[Rows from a dataset]
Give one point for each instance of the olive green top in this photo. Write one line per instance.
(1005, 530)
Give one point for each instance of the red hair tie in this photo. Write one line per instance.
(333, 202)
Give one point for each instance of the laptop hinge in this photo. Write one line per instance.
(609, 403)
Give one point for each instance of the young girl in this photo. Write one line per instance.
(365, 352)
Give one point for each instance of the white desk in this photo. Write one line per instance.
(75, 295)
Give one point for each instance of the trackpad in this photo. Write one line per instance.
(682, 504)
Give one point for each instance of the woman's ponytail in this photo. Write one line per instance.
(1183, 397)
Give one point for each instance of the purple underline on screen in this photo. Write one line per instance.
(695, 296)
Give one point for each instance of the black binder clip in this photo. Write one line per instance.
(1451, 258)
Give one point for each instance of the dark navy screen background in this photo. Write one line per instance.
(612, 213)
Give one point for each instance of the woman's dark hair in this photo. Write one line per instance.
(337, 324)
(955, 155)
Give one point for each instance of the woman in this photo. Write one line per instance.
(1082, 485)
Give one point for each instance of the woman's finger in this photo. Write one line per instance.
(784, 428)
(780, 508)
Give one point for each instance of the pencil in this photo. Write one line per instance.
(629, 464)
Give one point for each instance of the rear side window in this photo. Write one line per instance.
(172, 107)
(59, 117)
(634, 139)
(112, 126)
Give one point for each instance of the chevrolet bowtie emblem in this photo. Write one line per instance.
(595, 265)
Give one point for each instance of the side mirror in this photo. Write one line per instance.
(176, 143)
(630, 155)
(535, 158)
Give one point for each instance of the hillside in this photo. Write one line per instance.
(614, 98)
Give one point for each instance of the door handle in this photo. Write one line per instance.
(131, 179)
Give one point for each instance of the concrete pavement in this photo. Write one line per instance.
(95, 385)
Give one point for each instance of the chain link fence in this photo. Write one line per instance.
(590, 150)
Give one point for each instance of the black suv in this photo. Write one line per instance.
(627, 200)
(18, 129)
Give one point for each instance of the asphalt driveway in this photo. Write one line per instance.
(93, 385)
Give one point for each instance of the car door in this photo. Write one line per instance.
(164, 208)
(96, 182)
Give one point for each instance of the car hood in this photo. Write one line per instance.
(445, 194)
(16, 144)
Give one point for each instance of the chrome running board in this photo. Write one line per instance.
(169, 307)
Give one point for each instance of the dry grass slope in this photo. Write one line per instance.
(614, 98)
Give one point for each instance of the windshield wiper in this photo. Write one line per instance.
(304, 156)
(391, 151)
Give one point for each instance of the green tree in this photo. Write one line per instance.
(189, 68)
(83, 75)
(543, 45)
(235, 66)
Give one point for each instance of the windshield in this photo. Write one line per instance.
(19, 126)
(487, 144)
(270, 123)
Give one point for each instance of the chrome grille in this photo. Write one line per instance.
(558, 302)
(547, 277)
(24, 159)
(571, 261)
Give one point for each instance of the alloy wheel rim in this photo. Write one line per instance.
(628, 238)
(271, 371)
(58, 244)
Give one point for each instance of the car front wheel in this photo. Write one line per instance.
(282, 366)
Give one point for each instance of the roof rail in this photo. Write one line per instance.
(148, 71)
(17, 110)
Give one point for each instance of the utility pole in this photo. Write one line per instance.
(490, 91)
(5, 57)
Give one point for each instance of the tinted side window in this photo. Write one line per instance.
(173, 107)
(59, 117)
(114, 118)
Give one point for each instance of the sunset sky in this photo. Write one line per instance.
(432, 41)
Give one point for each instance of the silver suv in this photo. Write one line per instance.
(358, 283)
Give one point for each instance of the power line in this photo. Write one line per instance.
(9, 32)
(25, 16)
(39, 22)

= Required work =
Output every record above exactly as it appears.

= Task response =
Give one point for each instance of the olive green top in this photo. Write one line per instance.
(1005, 530)
Give one point for each instance of the red hair tie in this photo. Write one line per instance.
(333, 202)
Give one point for each instance of the laptop hinge in this photo. Write one line per instance.
(609, 403)
Give one point for each instance of the young girl in this photo. Write one line per instance.
(365, 352)
Give one point for each instance of the white desk in this photo. Write one line per instance.
(75, 295)
Give one point for each instance of the trackpad in this photo. Write one line per instance.
(682, 504)
Give one point for each instance of the woman's ponytail in this photo. Write one line per instance.
(1183, 397)
Give one point for each instance of the purple underline on screen in this photo. Write one line per instance.
(695, 296)
Give one point for each instance of the black binder clip in this photo. Write one line per instance.
(1451, 258)
Give one point for each instance of the dark navy screen background in this photo. Write one line per instance.
(612, 213)
Give one point for each instance of the woman's dark hair in this photo. Write one line per instance.
(337, 324)
(955, 155)
Give one point for each instance of the woman in this photo. Write one line per instance.
(1082, 485)
Give one point for each instance of the woman's finger in this photo. Write one line per instance.
(784, 428)
(780, 508)
Give one point for each instance of the pencil in this photo. Write one line per instance.
(629, 464)
Give one point for each instance of the rear side window in this photo. Write one line per instance.
(172, 107)
(59, 117)
(634, 139)
(112, 126)
Give one point for each instance of the chevrolet bowtie emblem in this photo. Write one line per instance.
(595, 265)
Give one point for each instance of the side mirror in this photo. Write one line per instance.
(176, 143)
(630, 155)
(535, 158)
Give one point for each instance of the hillside in this photo. Write one line per instance.
(614, 98)
Give one point for each instance of the door handle in this photo. Write one line per instance.
(131, 179)
Give one point for each instance of the concrete pavement in this photo. Write one line per instance.
(95, 385)
Give one point for each instance of the chain link fence in this photo. Write one line per instance.
(590, 150)
Give one point for each instance of the black suv in this photo. Write one line per instance.
(627, 200)
(18, 129)
Give one point for each instance of the asphalt driveway in this photo. Write one line per instance.
(93, 385)
Give one point for each instance of the car door in this photo. Write one line per instance.
(164, 208)
(96, 182)
Give one point for each instance of the car hood in this photo. Write one line per instance.
(445, 194)
(16, 144)
Give one point for each instance of the chrome running board in this photo. Write one line per instance.
(169, 307)
Give one point for each instance of the dry grass slope in this photo. Write one line per instance.
(614, 98)
Give one point for each instance of the windshield wiper in this photo. Write one line per instance.
(304, 156)
(391, 151)
Give one point for each instance of the green tree in this photo. Write one line per instance.
(189, 68)
(83, 75)
(543, 45)
(235, 66)
Give one point for each instance of the windshield in this photo. Write one line per instance.
(19, 126)
(487, 144)
(270, 123)
Give one point for each instance of the chrome grille in this photo. Write one line per instance.
(558, 302)
(547, 277)
(24, 159)
(571, 261)
Give one point for each instance of the alloy wheel rim in this photo. Write one line per instance.
(628, 238)
(271, 371)
(58, 244)
Give one point for each instance of the car front wheel in this photo. Write one line per instance.
(282, 366)
Give one point for each instance of the roof rail in this photo. Write one line per instance.
(148, 71)
(17, 110)
Give one point for each instance of the utility pole in this photo. Write one line per instance.
(490, 91)
(5, 57)
Give one point for each instance of the tinted side window in this photo. Write one line per instance.
(173, 107)
(59, 117)
(114, 118)
Give one point for each instance of the sunset sky in this photo. Write one line per instance.
(432, 41)
Give one point for each instance of the silver suv in this photo. Write one line per instance.
(358, 283)
Give one point for each instance of the power line in this photo. Write one line per instance.
(9, 32)
(25, 16)
(39, 22)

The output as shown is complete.